Short exercise:
Pick out each line of the records below that contains the word "pole", matching its case exactly, and copy those lines.

Records for pointing at objects in photos
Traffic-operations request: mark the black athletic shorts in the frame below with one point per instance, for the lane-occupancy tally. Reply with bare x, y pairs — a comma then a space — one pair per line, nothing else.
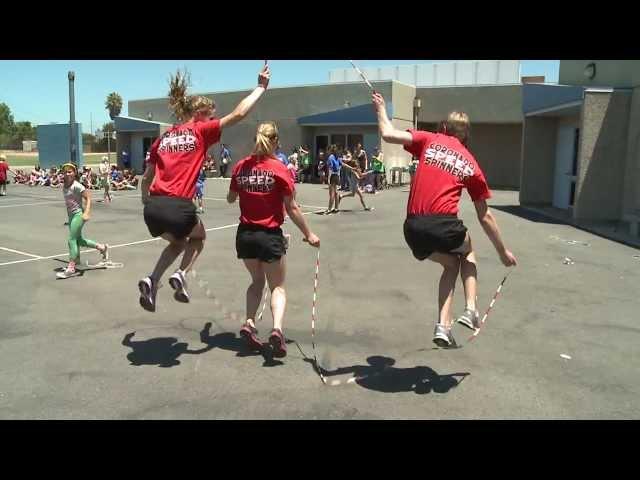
173, 215
262, 243
426, 234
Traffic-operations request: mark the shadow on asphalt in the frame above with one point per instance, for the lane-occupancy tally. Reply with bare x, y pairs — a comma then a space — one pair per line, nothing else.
161, 351
164, 351
532, 216
381, 376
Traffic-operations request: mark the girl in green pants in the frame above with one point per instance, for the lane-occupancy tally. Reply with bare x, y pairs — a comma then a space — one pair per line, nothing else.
74, 192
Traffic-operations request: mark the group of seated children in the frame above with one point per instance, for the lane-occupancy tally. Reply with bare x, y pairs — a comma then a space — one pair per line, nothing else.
118, 179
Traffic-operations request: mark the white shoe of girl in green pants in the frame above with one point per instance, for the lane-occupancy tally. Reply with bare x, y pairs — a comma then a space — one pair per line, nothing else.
74, 192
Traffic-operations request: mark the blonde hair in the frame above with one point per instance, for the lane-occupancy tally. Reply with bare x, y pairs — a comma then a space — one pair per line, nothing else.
185, 106
266, 139
457, 124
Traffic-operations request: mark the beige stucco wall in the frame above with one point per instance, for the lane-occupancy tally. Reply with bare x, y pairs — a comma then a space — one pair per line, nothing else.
609, 73
631, 196
285, 105
498, 148
402, 97
395, 155
602, 156
538, 160
486, 104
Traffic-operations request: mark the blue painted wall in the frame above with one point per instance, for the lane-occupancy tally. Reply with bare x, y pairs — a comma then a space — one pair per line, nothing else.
53, 144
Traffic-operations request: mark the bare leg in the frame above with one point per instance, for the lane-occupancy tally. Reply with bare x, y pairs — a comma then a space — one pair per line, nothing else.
254, 292
168, 256
468, 272
275, 273
446, 287
193, 247
364, 205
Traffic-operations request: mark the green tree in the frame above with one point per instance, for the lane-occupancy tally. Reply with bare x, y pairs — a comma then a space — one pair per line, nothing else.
101, 143
7, 125
23, 131
113, 104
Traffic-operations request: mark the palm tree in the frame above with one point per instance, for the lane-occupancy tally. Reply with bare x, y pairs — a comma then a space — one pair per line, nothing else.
113, 104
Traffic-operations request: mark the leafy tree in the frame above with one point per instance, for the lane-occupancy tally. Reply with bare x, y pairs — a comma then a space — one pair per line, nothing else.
113, 104
7, 125
101, 143
23, 131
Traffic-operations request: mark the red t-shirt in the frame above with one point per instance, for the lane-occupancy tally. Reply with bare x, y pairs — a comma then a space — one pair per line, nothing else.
262, 186
178, 156
445, 167
3, 171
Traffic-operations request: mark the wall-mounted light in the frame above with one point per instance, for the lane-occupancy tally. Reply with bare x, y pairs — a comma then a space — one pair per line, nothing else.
590, 71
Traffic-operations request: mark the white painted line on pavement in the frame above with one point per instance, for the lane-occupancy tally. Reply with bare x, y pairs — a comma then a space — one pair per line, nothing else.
111, 247
19, 252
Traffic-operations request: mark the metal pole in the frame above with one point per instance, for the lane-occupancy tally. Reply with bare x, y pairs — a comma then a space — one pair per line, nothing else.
72, 119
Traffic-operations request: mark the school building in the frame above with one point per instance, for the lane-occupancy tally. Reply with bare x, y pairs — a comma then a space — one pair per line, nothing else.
341, 112
580, 145
571, 148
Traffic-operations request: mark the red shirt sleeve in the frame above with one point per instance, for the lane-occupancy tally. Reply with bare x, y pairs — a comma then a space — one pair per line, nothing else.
153, 152
285, 181
419, 138
211, 131
233, 184
477, 186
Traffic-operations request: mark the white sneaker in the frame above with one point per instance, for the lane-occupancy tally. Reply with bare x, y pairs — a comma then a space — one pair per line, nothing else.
148, 291
67, 273
179, 284
442, 337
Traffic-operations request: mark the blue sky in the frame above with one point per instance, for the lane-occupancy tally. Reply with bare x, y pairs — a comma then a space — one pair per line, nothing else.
38, 91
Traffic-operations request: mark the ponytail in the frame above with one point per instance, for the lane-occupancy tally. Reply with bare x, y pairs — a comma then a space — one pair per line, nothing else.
266, 139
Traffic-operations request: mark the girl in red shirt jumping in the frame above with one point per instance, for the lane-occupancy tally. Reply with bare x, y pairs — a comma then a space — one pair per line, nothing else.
169, 182
266, 190
432, 228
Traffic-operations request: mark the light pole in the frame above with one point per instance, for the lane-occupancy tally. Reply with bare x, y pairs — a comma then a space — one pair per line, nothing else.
72, 119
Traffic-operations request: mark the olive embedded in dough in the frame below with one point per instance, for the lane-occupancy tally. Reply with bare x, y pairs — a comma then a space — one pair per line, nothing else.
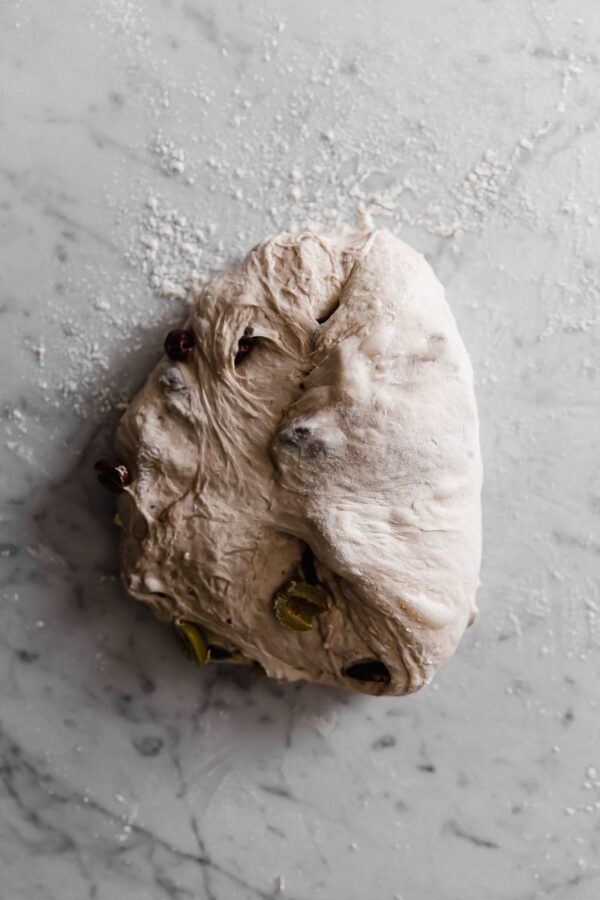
191, 640
297, 606
112, 474
368, 670
179, 344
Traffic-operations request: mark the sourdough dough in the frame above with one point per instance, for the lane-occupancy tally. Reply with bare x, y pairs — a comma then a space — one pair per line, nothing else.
349, 430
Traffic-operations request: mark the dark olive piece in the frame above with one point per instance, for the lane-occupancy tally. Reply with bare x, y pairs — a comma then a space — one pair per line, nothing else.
179, 344
112, 475
368, 670
216, 652
245, 345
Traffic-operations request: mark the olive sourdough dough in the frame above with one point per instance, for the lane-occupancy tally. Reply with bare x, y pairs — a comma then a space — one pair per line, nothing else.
299, 480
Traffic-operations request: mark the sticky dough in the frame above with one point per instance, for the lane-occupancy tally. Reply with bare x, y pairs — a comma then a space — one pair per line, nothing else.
349, 431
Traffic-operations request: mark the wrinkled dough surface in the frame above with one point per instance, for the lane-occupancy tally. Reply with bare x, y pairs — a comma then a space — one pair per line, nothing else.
351, 427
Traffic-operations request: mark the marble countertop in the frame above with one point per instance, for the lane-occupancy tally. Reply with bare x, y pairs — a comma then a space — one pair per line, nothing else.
146, 143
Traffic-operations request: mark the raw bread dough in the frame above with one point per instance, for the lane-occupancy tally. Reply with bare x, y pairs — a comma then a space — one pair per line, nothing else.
355, 435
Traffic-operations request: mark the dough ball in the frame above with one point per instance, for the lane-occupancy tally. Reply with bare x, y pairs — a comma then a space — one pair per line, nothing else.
303, 468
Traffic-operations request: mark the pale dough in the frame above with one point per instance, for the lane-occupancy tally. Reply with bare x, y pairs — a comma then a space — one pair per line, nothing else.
357, 436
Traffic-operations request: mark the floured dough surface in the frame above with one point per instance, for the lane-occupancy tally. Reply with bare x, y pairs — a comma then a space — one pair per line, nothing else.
341, 450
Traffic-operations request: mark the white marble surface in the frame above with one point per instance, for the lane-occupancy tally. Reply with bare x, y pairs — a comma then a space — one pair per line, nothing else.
472, 129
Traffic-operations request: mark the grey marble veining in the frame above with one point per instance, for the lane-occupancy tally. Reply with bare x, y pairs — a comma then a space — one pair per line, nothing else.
143, 145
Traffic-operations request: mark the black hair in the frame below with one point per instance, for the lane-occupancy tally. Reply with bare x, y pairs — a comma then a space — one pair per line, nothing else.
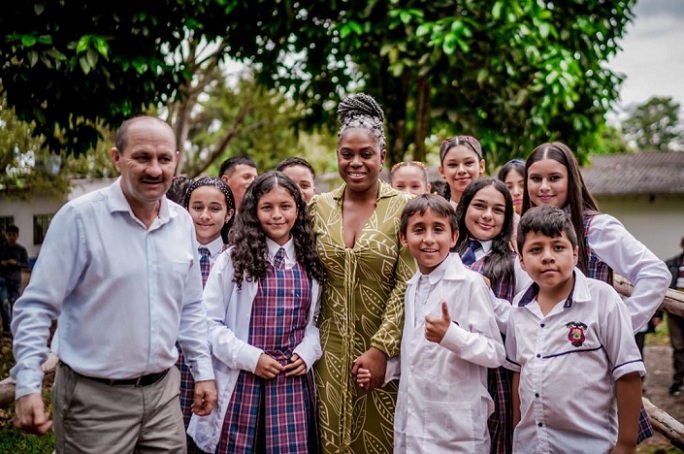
249, 252
178, 189
441, 187
227, 194
420, 204
580, 201
361, 111
469, 142
420, 165
228, 166
547, 220
498, 264
517, 165
295, 161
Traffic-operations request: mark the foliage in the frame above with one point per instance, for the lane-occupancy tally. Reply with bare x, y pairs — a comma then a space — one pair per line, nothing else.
70, 65
655, 125
11, 440
27, 168
263, 132
512, 73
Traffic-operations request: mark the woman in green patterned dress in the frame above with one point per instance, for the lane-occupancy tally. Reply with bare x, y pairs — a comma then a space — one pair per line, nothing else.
362, 310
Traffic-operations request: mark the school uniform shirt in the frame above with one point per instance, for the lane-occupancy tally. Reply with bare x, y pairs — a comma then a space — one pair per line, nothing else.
215, 248
614, 245
229, 310
568, 362
443, 403
123, 293
501, 306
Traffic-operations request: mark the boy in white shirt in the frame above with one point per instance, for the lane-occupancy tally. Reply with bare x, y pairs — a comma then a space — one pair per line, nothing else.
450, 338
577, 369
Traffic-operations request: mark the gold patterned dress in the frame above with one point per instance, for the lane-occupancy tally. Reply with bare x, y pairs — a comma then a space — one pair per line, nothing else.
362, 306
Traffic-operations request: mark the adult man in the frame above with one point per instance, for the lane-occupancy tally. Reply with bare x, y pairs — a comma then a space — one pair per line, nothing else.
675, 323
119, 268
238, 173
13, 258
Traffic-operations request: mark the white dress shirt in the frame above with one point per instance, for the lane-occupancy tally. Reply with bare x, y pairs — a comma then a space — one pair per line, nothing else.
443, 402
627, 256
230, 311
122, 293
568, 362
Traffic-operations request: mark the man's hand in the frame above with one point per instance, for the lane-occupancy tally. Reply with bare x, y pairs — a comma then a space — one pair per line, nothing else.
296, 367
375, 361
205, 397
436, 327
31, 416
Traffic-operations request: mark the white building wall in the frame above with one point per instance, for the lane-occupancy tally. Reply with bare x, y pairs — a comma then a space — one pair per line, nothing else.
23, 212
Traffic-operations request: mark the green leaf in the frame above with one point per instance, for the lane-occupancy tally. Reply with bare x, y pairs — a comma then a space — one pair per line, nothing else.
449, 44
92, 55
101, 46
28, 40
85, 67
497, 10
397, 69
140, 66
356, 27
83, 44
33, 58
544, 30
422, 30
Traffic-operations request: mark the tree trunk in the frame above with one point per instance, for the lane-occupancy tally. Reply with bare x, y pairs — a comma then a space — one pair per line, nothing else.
422, 128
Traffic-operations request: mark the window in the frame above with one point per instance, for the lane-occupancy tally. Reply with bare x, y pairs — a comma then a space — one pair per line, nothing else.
40, 224
5, 221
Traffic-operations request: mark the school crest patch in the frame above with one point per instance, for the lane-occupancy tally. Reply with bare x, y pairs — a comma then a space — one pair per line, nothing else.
576, 333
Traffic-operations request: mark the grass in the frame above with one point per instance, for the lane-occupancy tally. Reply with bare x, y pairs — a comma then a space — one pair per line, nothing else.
11, 439
14, 441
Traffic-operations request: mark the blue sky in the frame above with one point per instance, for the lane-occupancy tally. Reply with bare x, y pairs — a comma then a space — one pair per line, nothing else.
652, 58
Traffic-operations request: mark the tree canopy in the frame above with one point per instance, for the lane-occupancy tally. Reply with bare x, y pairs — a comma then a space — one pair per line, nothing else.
512, 73
654, 124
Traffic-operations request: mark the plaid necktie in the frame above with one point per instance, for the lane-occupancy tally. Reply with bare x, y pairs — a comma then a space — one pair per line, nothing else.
469, 256
279, 259
204, 263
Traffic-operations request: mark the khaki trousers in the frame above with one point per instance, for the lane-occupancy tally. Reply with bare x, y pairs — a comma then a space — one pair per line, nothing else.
97, 418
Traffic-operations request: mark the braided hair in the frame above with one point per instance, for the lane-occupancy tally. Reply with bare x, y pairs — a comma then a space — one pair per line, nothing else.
227, 193
361, 111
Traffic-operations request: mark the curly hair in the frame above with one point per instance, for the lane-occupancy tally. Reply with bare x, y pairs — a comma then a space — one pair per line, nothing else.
250, 252
498, 264
361, 111
178, 189
227, 194
580, 201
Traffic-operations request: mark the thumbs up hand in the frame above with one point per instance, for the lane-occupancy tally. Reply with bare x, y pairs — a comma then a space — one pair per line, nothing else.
436, 327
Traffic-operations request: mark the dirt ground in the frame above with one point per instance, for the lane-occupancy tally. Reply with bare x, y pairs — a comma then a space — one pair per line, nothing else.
659, 378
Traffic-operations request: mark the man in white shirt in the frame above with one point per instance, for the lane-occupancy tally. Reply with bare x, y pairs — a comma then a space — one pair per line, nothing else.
119, 270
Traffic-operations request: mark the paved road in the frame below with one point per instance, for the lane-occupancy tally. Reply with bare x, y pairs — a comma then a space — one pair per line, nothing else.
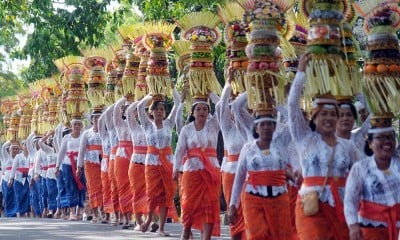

Solved problem:
Traffic-operations request: mark the metal pole in the frame above with one point per instance, for the lane-occupancy tally. Reply with bare x, y pairs — a comma then a space — one pair per line, nothing else.
Traffic-operations request: mark the light pole in the frame above with one point per instance, for the lane-occupancy tally. Reply with bare x, y pairs — a comma then a space — one pair per line, nothing else.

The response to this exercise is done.